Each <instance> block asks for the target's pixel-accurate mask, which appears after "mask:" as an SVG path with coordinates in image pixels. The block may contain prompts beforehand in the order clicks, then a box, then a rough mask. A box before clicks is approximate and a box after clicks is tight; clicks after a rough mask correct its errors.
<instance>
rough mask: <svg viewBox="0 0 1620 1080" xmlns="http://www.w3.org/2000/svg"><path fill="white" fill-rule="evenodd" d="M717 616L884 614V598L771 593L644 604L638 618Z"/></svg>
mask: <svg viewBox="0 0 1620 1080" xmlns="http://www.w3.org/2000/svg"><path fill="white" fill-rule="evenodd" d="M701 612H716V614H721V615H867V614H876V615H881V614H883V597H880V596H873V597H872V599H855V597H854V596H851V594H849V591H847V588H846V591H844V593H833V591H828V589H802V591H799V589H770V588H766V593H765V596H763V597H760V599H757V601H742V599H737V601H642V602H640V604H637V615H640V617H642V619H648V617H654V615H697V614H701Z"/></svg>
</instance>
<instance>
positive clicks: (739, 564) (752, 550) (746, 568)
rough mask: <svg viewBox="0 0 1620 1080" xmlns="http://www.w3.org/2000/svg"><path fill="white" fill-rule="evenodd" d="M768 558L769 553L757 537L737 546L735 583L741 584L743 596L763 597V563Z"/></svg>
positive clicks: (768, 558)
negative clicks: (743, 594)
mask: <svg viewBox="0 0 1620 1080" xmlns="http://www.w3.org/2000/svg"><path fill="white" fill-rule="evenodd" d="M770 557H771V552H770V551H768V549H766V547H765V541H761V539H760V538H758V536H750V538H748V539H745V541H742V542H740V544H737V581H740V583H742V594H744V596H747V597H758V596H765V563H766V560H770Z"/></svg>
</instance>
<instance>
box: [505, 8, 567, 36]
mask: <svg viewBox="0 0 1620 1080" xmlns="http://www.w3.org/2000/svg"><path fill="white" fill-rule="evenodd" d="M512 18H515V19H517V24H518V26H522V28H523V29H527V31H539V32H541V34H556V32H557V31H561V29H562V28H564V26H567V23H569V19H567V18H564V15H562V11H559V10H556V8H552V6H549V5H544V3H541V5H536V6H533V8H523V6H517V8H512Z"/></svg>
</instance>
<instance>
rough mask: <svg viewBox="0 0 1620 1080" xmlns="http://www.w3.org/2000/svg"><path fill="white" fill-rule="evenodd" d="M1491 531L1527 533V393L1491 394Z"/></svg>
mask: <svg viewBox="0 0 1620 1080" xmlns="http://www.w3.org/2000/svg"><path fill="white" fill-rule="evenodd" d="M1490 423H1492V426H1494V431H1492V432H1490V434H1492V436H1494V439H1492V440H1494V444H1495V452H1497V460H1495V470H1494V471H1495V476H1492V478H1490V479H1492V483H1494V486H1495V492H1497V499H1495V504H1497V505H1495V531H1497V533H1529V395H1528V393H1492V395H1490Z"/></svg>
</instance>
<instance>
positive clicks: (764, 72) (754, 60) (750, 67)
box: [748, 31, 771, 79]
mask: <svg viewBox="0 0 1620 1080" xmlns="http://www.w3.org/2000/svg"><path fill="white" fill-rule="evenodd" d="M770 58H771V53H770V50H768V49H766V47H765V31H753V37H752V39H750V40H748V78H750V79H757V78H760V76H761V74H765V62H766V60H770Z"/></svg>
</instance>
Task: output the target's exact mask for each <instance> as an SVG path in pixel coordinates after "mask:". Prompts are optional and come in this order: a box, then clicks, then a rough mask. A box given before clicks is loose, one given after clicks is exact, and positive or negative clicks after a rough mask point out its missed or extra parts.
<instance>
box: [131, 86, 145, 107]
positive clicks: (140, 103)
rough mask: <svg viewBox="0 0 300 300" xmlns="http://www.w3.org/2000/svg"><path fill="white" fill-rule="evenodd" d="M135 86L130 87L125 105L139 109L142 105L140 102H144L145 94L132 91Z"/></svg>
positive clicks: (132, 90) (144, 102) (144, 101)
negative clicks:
++++++++++
Assignment >> Print out each line of the data exactly.

Output for this task >>
Each <instance> block asks for the target's pixel-accurate mask, which appears after "mask:" as an SVG path with coordinates in image pixels. The block may contain prompts beforehand in the order clicks, then a box, then a rough mask. A box before clicks is approximate and a box after clicks is tight; clicks after a rough mask correct its errors.
<instance>
rough mask: <svg viewBox="0 0 1620 1080" xmlns="http://www.w3.org/2000/svg"><path fill="white" fill-rule="evenodd" d="M717 616L884 614V598L771 593L644 604L638 618Z"/></svg>
mask: <svg viewBox="0 0 1620 1080" xmlns="http://www.w3.org/2000/svg"><path fill="white" fill-rule="evenodd" d="M701 612H716V614H721V615H867V614H876V615H881V614H883V597H880V596H873V597H872V599H855V597H854V596H851V594H849V591H847V588H846V591H844V593H833V591H828V589H802V591H799V589H770V588H766V593H765V596H763V597H760V599H757V601H742V599H737V601H642V602H640V604H637V615H640V617H642V619H648V617H654V615H697V614H701Z"/></svg>
</instance>
<instance>
positive clicks: (739, 564) (752, 550) (746, 568)
rough mask: <svg viewBox="0 0 1620 1080" xmlns="http://www.w3.org/2000/svg"><path fill="white" fill-rule="evenodd" d="M768 558L769 553L757 537L737 546L735 583L741 584L743 596L763 597V563Z"/></svg>
positive clicks: (768, 558)
negative clicks: (743, 594)
mask: <svg viewBox="0 0 1620 1080" xmlns="http://www.w3.org/2000/svg"><path fill="white" fill-rule="evenodd" d="M770 557H771V552H770V551H768V549H766V547H765V541H761V539H760V538H758V536H750V538H748V539H745V541H742V542H740V544H737V581H740V583H742V594H744V596H747V597H758V596H765V563H766V560H770Z"/></svg>
</instance>
<instance>
box: [505, 8, 567, 36]
mask: <svg viewBox="0 0 1620 1080" xmlns="http://www.w3.org/2000/svg"><path fill="white" fill-rule="evenodd" d="M512 18H515V19H517V24H518V26H522V28H523V29H527V31H539V32H541V34H556V32H557V31H561V29H562V28H564V26H567V23H569V19H567V18H564V15H562V11H559V10H556V8H552V6H549V5H544V3H541V5H536V6H533V8H523V6H517V8H512Z"/></svg>
</instance>
<instance>
rough mask: <svg viewBox="0 0 1620 1080" xmlns="http://www.w3.org/2000/svg"><path fill="white" fill-rule="evenodd" d="M1491 531L1527 533V393L1491 394Z"/></svg>
mask: <svg viewBox="0 0 1620 1080" xmlns="http://www.w3.org/2000/svg"><path fill="white" fill-rule="evenodd" d="M1490 423H1492V426H1494V431H1492V432H1490V434H1492V436H1494V439H1492V440H1494V444H1495V452H1497V460H1495V470H1494V471H1495V476H1492V478H1490V479H1492V483H1494V486H1495V492H1497V499H1495V504H1497V505H1495V531H1497V533H1529V395H1528V393H1492V395H1490Z"/></svg>
</instance>
<instance>
positive clicks: (764, 72) (754, 60) (750, 67)
box: [748, 31, 771, 79]
mask: <svg viewBox="0 0 1620 1080" xmlns="http://www.w3.org/2000/svg"><path fill="white" fill-rule="evenodd" d="M770 58H771V53H770V50H768V49H766V47H765V31H753V37H752V39H750V40H748V78H750V79H757V78H760V76H761V74H765V62H766V60H770Z"/></svg>
</instance>
Task: output the target's exact mask for each <instance> as an SVG path in pixel coordinates after "mask:". Prompts are optional and come in this order: a box, then clicks, then a rough mask. A box given before clicks is loose, one given after clicks is exact, and positive or negative clicks after a rough mask point out its missed or extra parts.
<instance>
box: [131, 86, 145, 107]
positive clicks: (140, 103)
rough mask: <svg viewBox="0 0 300 300" xmlns="http://www.w3.org/2000/svg"><path fill="white" fill-rule="evenodd" d="M135 86L130 87L125 105L139 109L142 105L140 102H144L145 94L132 91Z"/></svg>
positive clicks: (132, 90) (144, 102) (144, 101)
negative clicks:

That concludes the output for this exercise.